Ora, Nossa Senhora agiria contra o interesse da salvação das almas, se a toda alma Ela tirasse as doenças. E certas almas, para certos efeitos, de algum modo convém tirar o sofrimento. Mas normalmente não convém. De maneira que essas pessoas vão a Lourdes e voltam sem ter sido curadas. Prova de quanto Nossa Senhora, tão misericordiosa, acha, entretanto, indispensável o sofrimento para a salvação das almas.
* O maior milagre de Lourdes é a resignação e a aceitação do sofrimento ── O Convento das Carmelitas de Lourdes que tem a missão de expiar pelos peregrinos
Mas há uma coisa muito bonita ali, que é a seguinte: em Lourdes se verifica que Nossa Senhora dá ao doente uma tal conformidade com a enfermidade, que eu nunca ouvi contar o caso de uma pessoa que tenha estado lá e não sendo curada se revoltasse. Pelo contrário, as pessoas voltam enormemente resignadas, satisfeitas de terem ido fazer sua visita a Lourdes, verem outras que foram curadas. E há até casos numerosos de pessoas que vêm de longe, da Índia, da América, vêm sei lá de onde para serem curadas, e que vendo ao lado outras que têm mais necessidade de serem curadas, pedem a Nossa Senhora isto: que eu não seja curado contanto que esse seja curado, e aquele seja curado…
Quer dizer, uma pessoa que aceita a doença, aceita o sofrimento ── e a doença que leva alguém ainda a Lourdes não pode ser qualquer resfriado, quer dizer, é uma coisa puxada, uma dor forte ── aceita isto em benefício do outro. Verdadeiro milagre de amor ao próximo por amor de Deus, milagre moral arrancado ao egoísmo humano, e que é milagre mais estupendo do que uma cura física propriamente dita.

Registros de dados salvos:
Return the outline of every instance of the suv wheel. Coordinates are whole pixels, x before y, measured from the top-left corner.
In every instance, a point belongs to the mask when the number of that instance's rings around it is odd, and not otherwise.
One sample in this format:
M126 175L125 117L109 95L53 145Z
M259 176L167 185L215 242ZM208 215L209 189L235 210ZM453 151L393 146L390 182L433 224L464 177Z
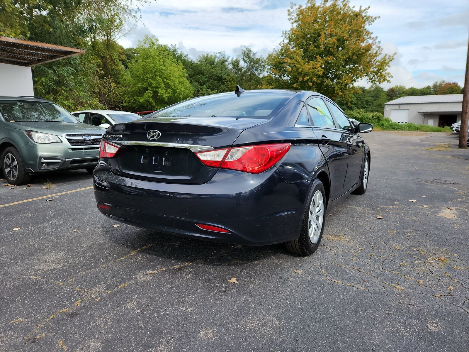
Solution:
M3 175L12 184L24 184L31 181L31 175L24 169L24 162L14 147L8 147L1 156Z
M313 181L303 213L300 237L285 243L290 252L310 255L318 249L324 231L326 199L324 186L317 178Z

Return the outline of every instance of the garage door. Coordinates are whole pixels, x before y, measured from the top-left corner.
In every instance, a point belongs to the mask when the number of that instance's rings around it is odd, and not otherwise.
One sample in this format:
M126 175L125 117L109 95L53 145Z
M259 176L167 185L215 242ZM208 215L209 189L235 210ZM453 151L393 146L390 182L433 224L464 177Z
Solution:
M391 119L399 123L407 123L409 118L408 110L399 109L391 110Z

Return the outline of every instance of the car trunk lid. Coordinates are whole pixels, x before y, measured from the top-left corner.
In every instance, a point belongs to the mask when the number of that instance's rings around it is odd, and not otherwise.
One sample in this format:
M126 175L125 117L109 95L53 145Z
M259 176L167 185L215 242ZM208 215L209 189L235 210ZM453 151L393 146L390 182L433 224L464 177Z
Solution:
M160 182L202 184L218 168L204 165L197 151L229 147L242 130L266 120L240 117L171 117L111 126L105 139L121 149L108 159L113 172Z

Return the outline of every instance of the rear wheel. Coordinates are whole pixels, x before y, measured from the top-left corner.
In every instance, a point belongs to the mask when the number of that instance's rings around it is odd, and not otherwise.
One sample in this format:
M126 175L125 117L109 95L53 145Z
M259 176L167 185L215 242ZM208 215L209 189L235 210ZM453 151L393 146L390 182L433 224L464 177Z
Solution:
M365 163L362 170L362 179L360 185L353 191L354 194L363 194L366 191L366 187L368 185L368 176L370 175L370 161L368 156L365 157Z
M31 175L24 169L24 162L14 147L8 147L1 156L3 175L12 184L24 184L31 181Z
M303 210L300 237L285 243L288 251L300 255L310 255L316 252L324 230L325 192L318 179L313 181L308 199Z

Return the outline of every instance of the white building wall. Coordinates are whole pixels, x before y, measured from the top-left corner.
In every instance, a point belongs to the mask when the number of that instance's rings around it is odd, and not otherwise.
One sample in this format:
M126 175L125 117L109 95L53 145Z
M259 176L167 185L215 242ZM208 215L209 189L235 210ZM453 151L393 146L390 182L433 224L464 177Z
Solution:
M423 109L437 108L438 109L461 109L462 102L439 102L439 103L414 103L409 104L386 104L384 106L384 117L391 118L391 110L408 110L408 122L413 123L423 123L428 124L428 120L433 120L433 125L438 126L438 121L440 114L431 115L419 114L419 110ZM442 115L457 115L457 121L461 121L461 114L448 114L443 113Z
M0 95L34 95L30 67L0 63Z

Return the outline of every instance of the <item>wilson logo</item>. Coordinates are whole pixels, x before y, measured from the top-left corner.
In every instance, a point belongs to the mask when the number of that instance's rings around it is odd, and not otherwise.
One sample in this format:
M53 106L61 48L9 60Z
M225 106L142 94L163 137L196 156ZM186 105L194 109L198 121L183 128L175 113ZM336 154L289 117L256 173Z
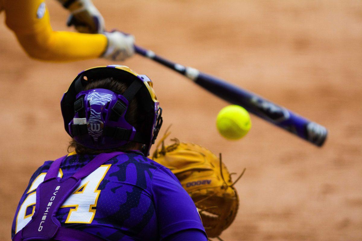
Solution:
M186 184L186 187L189 188L194 186L209 185L211 183L211 180L201 180L194 182L190 182Z
M91 123L90 130L92 132L98 132L101 130L101 125L98 123Z

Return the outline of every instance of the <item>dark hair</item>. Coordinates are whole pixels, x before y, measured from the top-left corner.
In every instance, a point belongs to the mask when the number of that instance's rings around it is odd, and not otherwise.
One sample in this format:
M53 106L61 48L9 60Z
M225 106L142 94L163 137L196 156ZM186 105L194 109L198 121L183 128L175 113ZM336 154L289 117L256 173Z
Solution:
M129 86L126 83L115 79L113 78L107 78L95 80L90 82L84 87L84 90L87 90L94 89L104 89L115 92L123 94ZM136 95L130 102L128 106L127 112L125 119L127 122L132 125L138 130L143 127L142 115L138 108L139 101ZM71 152L74 149L78 154L96 155L103 152L109 152L113 151L125 151L137 149L138 144L134 142L130 142L126 145L116 148L105 150L92 149L84 146L77 142L74 139L70 142L68 146L68 152Z

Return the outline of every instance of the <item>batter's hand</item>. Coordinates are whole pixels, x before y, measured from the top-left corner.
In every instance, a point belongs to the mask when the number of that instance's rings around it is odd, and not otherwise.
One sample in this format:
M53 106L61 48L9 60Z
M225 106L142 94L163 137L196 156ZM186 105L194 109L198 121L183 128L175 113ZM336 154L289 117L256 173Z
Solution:
M108 40L107 49L103 57L112 61L122 61L134 53L134 37L119 31L105 32L104 34Z
M80 33L101 33L105 30L104 20L90 0L77 0L68 6L71 14L67 22Z

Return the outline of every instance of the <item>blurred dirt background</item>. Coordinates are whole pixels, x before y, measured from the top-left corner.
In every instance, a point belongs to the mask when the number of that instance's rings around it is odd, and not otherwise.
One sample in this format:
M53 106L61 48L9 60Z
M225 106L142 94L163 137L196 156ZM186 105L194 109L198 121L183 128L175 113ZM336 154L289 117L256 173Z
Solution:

Explorar o material →
A – Resuma em duas frases o texto sobre Lourdes.
B – Reproduza literalmente, do texto sobre Lourdes, tudo o que vai desde "Ora, Nossa Senhora" até "salvação das almas.".

Resultados em ordem →
A – Segundo o texto, Nossa Senhora não cura todos os doentes que vão a Lourdes, pois considera o sofrimento indispensável para a salvação das almas, e os que não são curados voltam resignados, havendo até quem peça a cura de outros mais necessitados em lugar da própria. Essa aceitação do sofrimento em benefício do próximo é apresentada como um milagre moral, mais estupendo do que uma cura física.

B –
Ora, Nossa Senhora agiria contra o interesse da salvação das almas, se a toda alma Ela tirasse as doenças. E certas almas, para certos efeitos, de algum modo convém tirar o sofrimento. Mas normalmente não convém. De maneira que essas pessoas vão a Lourdes e voltam sem ter sido curadas. Prova de quanto Nossa Senhora, tão misericordiosa, acha, entretanto, indispensável o sofrimento para a salvação das almas.